| DATA EXCERPTS |
====
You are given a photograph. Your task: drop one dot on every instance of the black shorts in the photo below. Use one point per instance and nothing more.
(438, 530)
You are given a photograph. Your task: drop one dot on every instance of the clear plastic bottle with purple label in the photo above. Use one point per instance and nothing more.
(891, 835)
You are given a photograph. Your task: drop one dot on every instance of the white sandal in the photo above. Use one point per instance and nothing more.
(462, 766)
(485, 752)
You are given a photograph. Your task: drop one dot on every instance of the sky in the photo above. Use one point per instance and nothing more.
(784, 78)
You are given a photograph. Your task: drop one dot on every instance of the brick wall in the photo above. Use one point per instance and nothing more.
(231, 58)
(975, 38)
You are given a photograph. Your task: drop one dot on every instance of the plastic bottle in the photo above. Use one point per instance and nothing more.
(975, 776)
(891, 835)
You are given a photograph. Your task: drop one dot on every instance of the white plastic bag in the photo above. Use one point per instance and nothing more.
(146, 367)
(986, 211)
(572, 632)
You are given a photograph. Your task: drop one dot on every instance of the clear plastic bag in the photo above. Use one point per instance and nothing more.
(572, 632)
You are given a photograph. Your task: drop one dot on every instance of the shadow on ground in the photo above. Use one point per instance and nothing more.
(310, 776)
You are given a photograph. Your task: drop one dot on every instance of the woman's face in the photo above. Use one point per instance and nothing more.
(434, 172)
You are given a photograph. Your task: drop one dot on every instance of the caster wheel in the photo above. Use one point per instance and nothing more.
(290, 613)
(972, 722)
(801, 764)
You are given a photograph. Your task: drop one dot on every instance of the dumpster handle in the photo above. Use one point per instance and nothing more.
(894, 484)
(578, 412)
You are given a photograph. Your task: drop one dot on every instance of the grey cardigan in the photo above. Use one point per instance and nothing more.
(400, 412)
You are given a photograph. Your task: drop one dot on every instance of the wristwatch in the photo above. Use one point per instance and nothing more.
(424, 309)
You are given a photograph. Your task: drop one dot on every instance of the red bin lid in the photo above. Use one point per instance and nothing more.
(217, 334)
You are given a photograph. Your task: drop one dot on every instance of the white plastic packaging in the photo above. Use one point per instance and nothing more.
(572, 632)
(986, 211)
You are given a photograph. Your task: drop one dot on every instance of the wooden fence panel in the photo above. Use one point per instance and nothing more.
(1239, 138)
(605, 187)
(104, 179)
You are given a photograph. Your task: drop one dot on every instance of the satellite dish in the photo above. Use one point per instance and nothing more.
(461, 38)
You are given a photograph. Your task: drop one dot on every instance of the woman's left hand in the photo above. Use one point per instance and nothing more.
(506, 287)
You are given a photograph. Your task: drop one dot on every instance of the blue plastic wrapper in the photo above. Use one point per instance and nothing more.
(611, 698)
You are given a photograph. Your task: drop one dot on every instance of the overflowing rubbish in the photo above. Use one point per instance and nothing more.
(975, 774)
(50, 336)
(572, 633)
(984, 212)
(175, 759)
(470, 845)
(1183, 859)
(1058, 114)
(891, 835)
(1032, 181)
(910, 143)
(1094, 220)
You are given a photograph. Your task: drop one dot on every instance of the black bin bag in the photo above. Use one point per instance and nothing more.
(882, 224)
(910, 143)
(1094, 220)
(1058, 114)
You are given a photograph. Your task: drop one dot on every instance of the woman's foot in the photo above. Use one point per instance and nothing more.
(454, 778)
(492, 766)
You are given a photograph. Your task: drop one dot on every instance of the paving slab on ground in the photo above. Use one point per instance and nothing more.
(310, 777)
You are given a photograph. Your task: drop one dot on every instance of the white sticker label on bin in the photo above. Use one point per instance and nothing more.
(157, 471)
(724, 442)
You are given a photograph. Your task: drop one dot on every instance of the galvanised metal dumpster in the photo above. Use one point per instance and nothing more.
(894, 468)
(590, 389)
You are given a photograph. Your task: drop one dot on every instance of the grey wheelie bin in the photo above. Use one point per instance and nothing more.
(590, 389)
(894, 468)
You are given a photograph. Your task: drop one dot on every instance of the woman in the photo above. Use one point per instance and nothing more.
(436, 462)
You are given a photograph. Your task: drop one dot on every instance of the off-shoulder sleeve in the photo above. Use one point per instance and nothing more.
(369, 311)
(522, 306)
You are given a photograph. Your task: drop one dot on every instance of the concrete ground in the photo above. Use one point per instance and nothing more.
====
| ABOUT THIS EXERCISE |
The full set of entries should be copied out exactly as given.

| PROBLEM SOLUTION |
You are given a photograph. Your task: drop one dot on every instance of the black shorts in the photo below. Use one point per instance and nothing more.
(438, 530)
You are given a photograph. Your task: drop one dot on every instance of the clear plastic bottle with purple label in the photo above. Use one point per instance and nothing more.
(891, 835)
You are given a photograph. Your task: drop one dot on every instance of the white sandal in the photo above. Use one point per instance and nothing more.
(462, 766)
(485, 752)
You are given a photograph. Your task: drop one dot on every instance of the sky in the photo above. Use one point per instance and nothing more.
(784, 78)
You are given a photograph. Your task: drop one dot on every instance of the brick wall in the photo above. Use one point per instance and nothing more.
(231, 58)
(975, 38)
You are given a photograph. Your task: drop one dot on every instance of the plastic bottle in the photo above. Use one point per instance and nothing more.
(975, 776)
(891, 835)
You are given a photograph. Your task: drop one dot on every instance of the white plastic bag in the photo above. Use one point per instance and nothing more.
(146, 367)
(986, 211)
(572, 632)
You are given a photograph. Your task: drop one dot on every instance of the clear plastic bag in the photo above. Use one point per instance and nothing more.
(572, 632)
You are given a photograph. Your task: drop one dot on every instance of the shadow on ground in the photo above. Use one point per instance and nothing more.
(310, 776)
You are given a photograph. Your task: drop one dot on every instance of the woman's face in the photo above. Use one point per instance and nothing more.
(434, 172)
You are given a photograph. Your task: drop one dot on every instance of the caster wheel in the photo above. Use one point per instance and nothing more.
(290, 613)
(972, 722)
(801, 764)
You are given a photograph. Your task: drop one dot on every instance of the dumpster handle in the photo above. Use one point per instance and nothing more.
(894, 484)
(578, 412)
You are given a photograph. Your task: drop one dot on every instance of the grey cardigan in the photo above. Use one point per instance and nothing more.
(400, 412)
You are given a photograph. Your task: drop one dot on every instance of the wristwatch in the photo above. Use one point per instance and nothing more.
(424, 309)
You are given a photograph. Your task: drop one dot on every instance of the red bin lid in the photo above. Use one point per instance and nothing more.
(217, 334)
You are given a photograph. Your task: drop one dot on every instance of the white plastic packaging in the photo above. Use one point per instance and nothing more.
(572, 632)
(986, 211)
You are given a photograph. Your task: drop one dot on every instance of the wooden fence panel in the photo above. Use one point per instance and nothing more.
(1239, 138)
(605, 187)
(104, 179)
You are given a photograph. Your task: drop one dot on every instance of the satellite dish in the photo above. Use one point per instance and nothing more.
(461, 38)
You are given a photograph. Your task: drop one dot on every instance of the woman's left hand in the photo above. Use one point per instance and nothing more.
(506, 287)
You are given a photograph. Your task: drop one dot on every instance of the blue plastic wrapper in the photo above. Use one point per instance and nothing more.
(611, 698)
You are given a photograph. Your task: drop one dot on every instance of the overflowing rubbish in the photo above. Use one point per instance and nothing more.
(975, 774)
(50, 336)
(572, 633)
(984, 212)
(175, 759)
(470, 845)
(1183, 859)
(1058, 114)
(891, 835)
(1032, 181)
(910, 143)
(1094, 220)
You are given a photograph. Your task: drop one dot on every instance of the black bin bag in the photo above. Use one point per instance and nothing more.
(882, 224)
(910, 143)
(1094, 220)
(1058, 114)
You are given a photograph. Your task: drop one dot on every instance of the woman's foot in the photo above. Use one point per instance and nothing more.
(454, 778)
(492, 766)
You are given a photograph. Your task: drop one dot on every instance of the paving slab on ground in the photo above. Use one point per instance and nothing more.
(310, 777)
You are given a photograph. Your task: drop one dot on every instance of the white sticker label on bin in the photo above. Use one point per instance and nothing more.
(157, 471)
(724, 442)
You are given a photograph. Your task: drop one dot on every instance of the galvanised metal dumpster in the photo above. Use one point per instance and nothing more.
(894, 468)
(590, 389)
You are given a photograph. Your task: drop one dot on every instance of the grey wheelie bin in the photo above. Use one point per instance and nothing more.
(590, 389)
(894, 468)
You are given a photograph. Your task: drop one dot on every instance of the woman in the photo above. Use one point per instance and nothing more.
(436, 462)
You are given a photograph. Your task: drop one dot on every instance of the off-shoulder sleeve in the photo above. Use one point per instance and nothing more.
(369, 311)
(522, 306)
You are given a photograph. Your task: drop one dot on every instance of the concrete ground in the photo above. Use one point per instance and nothing more.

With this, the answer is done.